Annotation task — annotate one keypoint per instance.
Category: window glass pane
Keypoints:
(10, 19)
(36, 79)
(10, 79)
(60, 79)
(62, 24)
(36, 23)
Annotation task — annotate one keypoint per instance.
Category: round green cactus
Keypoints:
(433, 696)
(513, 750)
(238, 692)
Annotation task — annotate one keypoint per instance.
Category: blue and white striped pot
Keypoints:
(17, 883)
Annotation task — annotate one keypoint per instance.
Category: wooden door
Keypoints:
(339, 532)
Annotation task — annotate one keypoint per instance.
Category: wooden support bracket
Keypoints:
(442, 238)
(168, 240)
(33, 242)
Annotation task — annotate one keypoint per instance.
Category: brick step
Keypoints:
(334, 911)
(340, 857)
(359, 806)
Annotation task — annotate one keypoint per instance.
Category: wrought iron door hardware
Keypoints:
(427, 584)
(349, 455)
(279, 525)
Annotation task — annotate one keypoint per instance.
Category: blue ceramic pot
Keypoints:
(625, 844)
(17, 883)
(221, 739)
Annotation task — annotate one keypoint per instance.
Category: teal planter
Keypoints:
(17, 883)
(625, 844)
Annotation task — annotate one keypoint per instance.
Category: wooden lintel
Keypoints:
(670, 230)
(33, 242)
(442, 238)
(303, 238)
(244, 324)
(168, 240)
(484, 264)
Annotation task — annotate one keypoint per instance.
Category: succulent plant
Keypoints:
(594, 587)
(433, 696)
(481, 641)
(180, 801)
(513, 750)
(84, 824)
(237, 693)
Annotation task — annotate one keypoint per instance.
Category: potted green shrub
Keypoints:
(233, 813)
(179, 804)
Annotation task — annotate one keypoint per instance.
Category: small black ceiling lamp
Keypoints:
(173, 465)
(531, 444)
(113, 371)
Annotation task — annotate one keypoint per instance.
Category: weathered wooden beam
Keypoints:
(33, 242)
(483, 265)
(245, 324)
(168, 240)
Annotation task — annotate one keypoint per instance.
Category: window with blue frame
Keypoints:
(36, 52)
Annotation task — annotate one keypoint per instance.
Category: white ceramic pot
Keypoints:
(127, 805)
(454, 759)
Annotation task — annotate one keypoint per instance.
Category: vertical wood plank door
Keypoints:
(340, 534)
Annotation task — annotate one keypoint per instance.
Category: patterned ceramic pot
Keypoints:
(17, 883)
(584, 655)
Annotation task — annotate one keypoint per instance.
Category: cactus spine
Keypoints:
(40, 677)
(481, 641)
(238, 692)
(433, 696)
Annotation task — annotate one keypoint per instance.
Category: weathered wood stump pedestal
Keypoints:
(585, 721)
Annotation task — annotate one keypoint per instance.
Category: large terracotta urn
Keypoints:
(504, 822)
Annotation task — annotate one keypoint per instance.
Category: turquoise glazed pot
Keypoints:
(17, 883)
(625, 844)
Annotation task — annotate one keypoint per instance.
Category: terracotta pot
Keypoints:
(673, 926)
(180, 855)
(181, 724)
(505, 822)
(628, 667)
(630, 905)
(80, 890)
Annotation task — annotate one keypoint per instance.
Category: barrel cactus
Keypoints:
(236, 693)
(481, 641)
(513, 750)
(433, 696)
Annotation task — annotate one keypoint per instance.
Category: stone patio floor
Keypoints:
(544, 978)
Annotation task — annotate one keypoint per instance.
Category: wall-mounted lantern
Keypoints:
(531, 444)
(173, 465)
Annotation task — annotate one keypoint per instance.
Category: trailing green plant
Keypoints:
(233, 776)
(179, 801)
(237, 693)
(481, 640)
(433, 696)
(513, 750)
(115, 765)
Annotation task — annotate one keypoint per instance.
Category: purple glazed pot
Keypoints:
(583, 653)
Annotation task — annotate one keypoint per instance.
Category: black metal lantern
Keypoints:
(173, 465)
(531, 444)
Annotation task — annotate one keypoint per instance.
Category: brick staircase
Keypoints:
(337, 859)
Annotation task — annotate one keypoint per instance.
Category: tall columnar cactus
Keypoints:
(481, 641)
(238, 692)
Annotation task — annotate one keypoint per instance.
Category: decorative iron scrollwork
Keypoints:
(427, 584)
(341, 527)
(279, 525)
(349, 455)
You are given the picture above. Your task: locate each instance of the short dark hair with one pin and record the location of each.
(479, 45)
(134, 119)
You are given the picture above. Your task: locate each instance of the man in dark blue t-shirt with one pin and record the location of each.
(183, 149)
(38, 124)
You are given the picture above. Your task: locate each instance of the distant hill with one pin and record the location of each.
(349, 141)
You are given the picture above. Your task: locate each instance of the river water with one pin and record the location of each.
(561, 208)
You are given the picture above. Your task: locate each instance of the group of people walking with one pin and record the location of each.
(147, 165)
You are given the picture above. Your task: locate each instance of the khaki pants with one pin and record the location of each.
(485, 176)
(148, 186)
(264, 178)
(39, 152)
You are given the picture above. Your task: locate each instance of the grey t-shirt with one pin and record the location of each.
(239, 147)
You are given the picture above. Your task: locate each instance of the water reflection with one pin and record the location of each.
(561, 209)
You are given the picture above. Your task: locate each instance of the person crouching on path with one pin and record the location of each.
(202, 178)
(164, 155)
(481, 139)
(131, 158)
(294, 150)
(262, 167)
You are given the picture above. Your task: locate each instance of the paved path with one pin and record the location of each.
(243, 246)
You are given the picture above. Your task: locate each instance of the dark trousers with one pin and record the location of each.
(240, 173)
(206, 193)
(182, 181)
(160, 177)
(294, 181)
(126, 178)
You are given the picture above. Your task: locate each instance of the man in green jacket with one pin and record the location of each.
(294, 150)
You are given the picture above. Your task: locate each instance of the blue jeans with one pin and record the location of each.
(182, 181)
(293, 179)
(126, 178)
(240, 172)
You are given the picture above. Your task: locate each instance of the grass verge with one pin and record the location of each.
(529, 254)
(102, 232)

********************

__Task details__
Go through the listing and print each line exactly as it appears.

__Response to this task__
Annotation task — annotate one keypoint per instance.
Category: window glass pane
Keypoints:
(10, 19)
(36, 79)
(10, 79)
(60, 79)
(62, 24)
(36, 23)
Annotation task — annotate one keypoint per instance.
Category: round green cactus
Keypoints:
(433, 696)
(513, 750)
(238, 692)
Annotation task — annotate one keypoint per instance.
Category: blue and white striped pot
Keypoints:
(17, 883)
Annotation task — annotate one keypoint per instance.
Category: wooden door
Keypoints:
(339, 532)
Annotation task — annotate one keypoint per instance.
Category: wooden support bracket
Keypoints:
(442, 238)
(168, 240)
(33, 242)
Annotation task — annotate one keypoint per instance.
Category: brick step
Keypoints:
(334, 911)
(340, 857)
(359, 806)
Annotation task — annotate one keypoint per instance.
Category: wrought iron door hardware
Keypoints:
(427, 584)
(349, 455)
(279, 525)
Annotation task — annotate one keypoint per instance.
Category: blue ceramic pot
Keypoints:
(625, 844)
(17, 883)
(221, 739)
Annotation task — annotate one keypoint per instance.
Category: teal planter
Keypoints:
(17, 883)
(625, 844)
Annotation task — annotate one keypoint per instance.
Category: wooden lintel
Keypoints:
(670, 230)
(33, 242)
(442, 238)
(303, 238)
(244, 324)
(168, 240)
(484, 264)
Annotation task — annotate one keypoint per instance.
Category: succulent plant
Keypoints:
(594, 587)
(433, 696)
(481, 641)
(180, 801)
(513, 750)
(84, 824)
(237, 693)
Annotation task — annotate one keypoint per instance.
Category: potted green shrub
Keypoints:
(233, 813)
(179, 804)
Annotation task — annotate one keypoint per instance.
Category: small black ceiling lamp
Keypoints:
(173, 465)
(531, 444)
(113, 371)
Annotation task — annotate one keypoint per instance.
Category: weathered wooden beam
Keypoints:
(33, 242)
(483, 265)
(245, 324)
(168, 240)
Annotation task — annotate one keypoint per instance.
Category: window with blue frame
Keypoints:
(36, 52)
Annotation task — annotate one keypoint per instance.
Category: white ceramic pot
Keypoints:
(127, 805)
(454, 759)
Annotation task — annotate one keypoint per instance.
Category: vertical wood plank door
Keypoints:
(340, 534)
Annotation task — annotate one keypoint per instance.
Category: patterned ceramic pot
Keypoints:
(17, 883)
(584, 655)
Annotation task — annotate one keypoint per instance.
Category: cactus spine
Keypoints:
(40, 677)
(481, 641)
(238, 692)
(433, 696)
Annotation task — annotate one keypoint per instance.
Category: weathered wood stump pedestal
Keypoints:
(585, 721)
Annotation task — annotate one keypoint per instance.
Category: large terracotta urn
Keypoints:
(504, 822)
Annotation task — annotate one keypoint per instance.
Category: turquoise glazed pot
Keypoints:
(17, 883)
(625, 844)
Annotation task — annotate one keypoint per instance.
Category: terracotta pot
Keypoints:
(673, 926)
(180, 855)
(181, 724)
(505, 822)
(628, 667)
(630, 905)
(80, 890)
Annotation task — annotate one keypoint per instance.
Category: barrel cactus
Keypoints:
(236, 693)
(481, 641)
(513, 750)
(433, 696)
Annotation task — annotate one keypoint per instance.
Category: stone patio floor
Keypoints:
(544, 978)
Annotation task — annotate one keypoint per instance.
Category: wall-mounted lantern
Keypoints:
(531, 444)
(173, 465)
Annotation task — annotate one keypoint per instance.
Category: trailing green plant
Keypoints:
(233, 776)
(179, 801)
(237, 693)
(481, 640)
(433, 696)
(513, 750)
(115, 765)
Annotation task — annotate one keypoint per instance.
Category: purple glazed pot
Keypoints:
(583, 653)
Annotation task — annotate one keypoint per instance.
Category: black metal lantern
Keypoints:
(173, 465)
(531, 444)
Annotation task — annotate one keypoint per instance.
Category: brick staircase
Keypoints:
(337, 859)
Annotation task — annotate one keypoint per instance.
Category: tall columnar cactus
Keypoints:
(481, 641)
(238, 692)
Annotation task — annotate one keypoint per instance.
Category: decorative iron scrollwork
Keypoints:
(427, 584)
(341, 527)
(279, 525)
(349, 455)
You are given the picture above. Your task: locate each instance of the short dark hair with one pin and record the location of each.
(479, 45)
(134, 119)
You are given the picture above. Your task: locate each instance of the man in dark blue t-shirt with one pin and record the location of each.
(183, 149)
(38, 124)
You are given the picture above. Your task: locate each instance of the distant hill with one pin and record the location of each.
(349, 141)
You are given the picture above. Your task: locate each instance of the river water with one pin and record the location of each.
(561, 208)
You are given the picture above. Your task: locate each instance of the group of people walking with one pin and record the location of each.
(147, 165)
You are given the picture above. Your task: locate each instance of the khaki pants with one pin and record the location of each.
(485, 176)
(148, 186)
(264, 178)
(39, 152)
You are given the picture above. Your task: locate each instance of the grey t-shirt with one pin and record the location of each.
(239, 147)
You are given the picture above. Your task: locate each instance of the water reflection with one pin and record the location of each.
(561, 209)
You are given the picture above. Your task: locate each instance of the person crouching on path with one pin and record the location of each.
(202, 178)
(164, 155)
(481, 139)
(131, 158)
(294, 150)
(262, 167)
You are given the picture above. Your task: locate each instance of the paved path with one pin and record the location of each.
(243, 246)
You are given the picture above. Your task: locate each instance of the dark trousers with one pin and record the location of each.
(240, 173)
(206, 193)
(182, 181)
(160, 177)
(294, 181)
(126, 178)
You are given the picture above. Your task: locate each instance of the man in green jacket with one pin and record the location of each.
(294, 150)
You are given the picture above. Your task: locate each instance of the blue jeans with one pin and record the location of each.
(182, 181)
(293, 179)
(126, 178)
(240, 172)
You are given the picture above. Your task: locate each instance of the grass verge with one pin and record the location of each.
(529, 254)
(102, 232)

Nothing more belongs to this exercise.